**THE TASK**:
Repeat every entry exactly as given.

DATA TO EXAMINE section start

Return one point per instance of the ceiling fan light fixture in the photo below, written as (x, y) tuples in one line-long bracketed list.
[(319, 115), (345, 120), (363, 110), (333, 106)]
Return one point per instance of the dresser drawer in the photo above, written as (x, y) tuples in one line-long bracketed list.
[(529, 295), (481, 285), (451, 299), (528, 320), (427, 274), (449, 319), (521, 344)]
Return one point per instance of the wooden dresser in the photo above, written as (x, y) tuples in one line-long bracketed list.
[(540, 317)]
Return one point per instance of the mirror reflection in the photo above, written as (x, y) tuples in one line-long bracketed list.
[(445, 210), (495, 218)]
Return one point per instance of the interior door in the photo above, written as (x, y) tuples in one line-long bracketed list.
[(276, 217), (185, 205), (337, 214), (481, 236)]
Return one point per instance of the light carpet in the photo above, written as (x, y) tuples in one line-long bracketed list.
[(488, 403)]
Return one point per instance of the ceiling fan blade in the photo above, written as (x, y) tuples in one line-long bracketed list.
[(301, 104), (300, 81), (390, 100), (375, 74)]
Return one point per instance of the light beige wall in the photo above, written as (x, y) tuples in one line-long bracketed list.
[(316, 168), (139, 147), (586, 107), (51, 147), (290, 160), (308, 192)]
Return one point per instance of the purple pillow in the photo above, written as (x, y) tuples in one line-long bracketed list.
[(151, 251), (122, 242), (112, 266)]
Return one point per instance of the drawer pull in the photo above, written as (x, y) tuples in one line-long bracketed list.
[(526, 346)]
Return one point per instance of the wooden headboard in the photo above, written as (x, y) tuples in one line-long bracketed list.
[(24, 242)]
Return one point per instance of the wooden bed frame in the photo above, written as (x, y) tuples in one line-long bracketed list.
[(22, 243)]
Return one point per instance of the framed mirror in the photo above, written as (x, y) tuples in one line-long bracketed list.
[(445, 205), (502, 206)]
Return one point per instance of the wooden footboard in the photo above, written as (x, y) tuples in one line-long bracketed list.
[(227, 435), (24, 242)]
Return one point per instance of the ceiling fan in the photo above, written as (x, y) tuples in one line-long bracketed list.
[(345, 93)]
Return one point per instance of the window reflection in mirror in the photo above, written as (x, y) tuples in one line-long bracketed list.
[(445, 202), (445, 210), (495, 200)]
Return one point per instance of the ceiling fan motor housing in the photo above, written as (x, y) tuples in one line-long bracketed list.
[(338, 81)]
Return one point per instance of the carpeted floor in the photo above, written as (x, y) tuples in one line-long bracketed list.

DATA TO EXAMINE section end

**TASK RESULT**:
Return one point per instance of the ceiling fan light fixture in the photo below, written as (x, y) tuples in one line-long bracketed list.
[(319, 115), (345, 120), (363, 110), (333, 106)]
Return one point per instance of the dresser drawer in the photo above, written as (x, y) tuples in one line-long bracketed list.
[(529, 295), (481, 285), (451, 299), (528, 320), (427, 274), (449, 319), (521, 344)]
Return one point per instance of the wooden dresser in the photo above, written as (x, y) tuples in one line-long bracketed list.
[(540, 317)]
Return one point per instance of the mirror reflection in the photo above, written as (x, y) tuples in one line-long bracketed list.
[(445, 210), (495, 218)]
Return one point per instance of the interior door in the photo above, written as (x, y) tuples in one line-long bracketed list.
[(276, 217), (185, 205), (337, 214), (481, 236)]
Return one point per instance of the light carpet in the photo above, written as (x, y) tuples in one line-long bracketed list.
[(488, 403)]
Return one point per instance of the ceiling fan blade in the photo above, written as (x, y) tuples in one line-long bracketed list.
[(301, 104), (300, 81), (390, 100), (375, 74)]
Return one point per instance of the light beige wall in the photo above, written as (x, y) tuples in one line-long bracketed list.
[(316, 168), (139, 147), (586, 107), (51, 147), (290, 160), (308, 192)]
Return one point per instance of the purple pillow in the photo above, written as (x, y) tuples in one line-long bracketed list.
[(151, 251), (122, 242), (112, 266)]
Return one point per instance of the drawer pull in the photo above, written as (x, y) tuples in one line-long bracketed list.
[(526, 346)]
Return one point per instance of the wooden headboard in the photo above, written as (x, y) tuples in one line-long bracketed list.
[(24, 242)]
Return one point per instance of the wooden bed frame in the photo above, written as (x, y) tuples in one line-long bracketed list.
[(22, 243)]
Return one point per instance of the framed mirror in the photo above, written as (x, y) tuples in one line-long bracketed list.
[(445, 205), (502, 206)]
Return one point per instance of the wooden footboard in the photo above, written as (x, y) tuples in one line-long bracketed list.
[(227, 435), (24, 242)]
Return one point per instance of the ceiling fan in the photo above, written as (x, y) tuples in one line-long bracketed list.
[(345, 93)]
Return one point per instance of the window reflection in mirror in the photo above, written as (x, y) tuples in one line-long bracketed list.
[(445, 202), (445, 210), (495, 200)]
Return one point per instance of the ceiling fan motor housing in the photo above, written as (x, y) tuples in one line-long bracketed list.
[(338, 81)]
Return one point per instance of the carpeted floor in the photo above, written as (x, y) tuples in one line-long bracketed list.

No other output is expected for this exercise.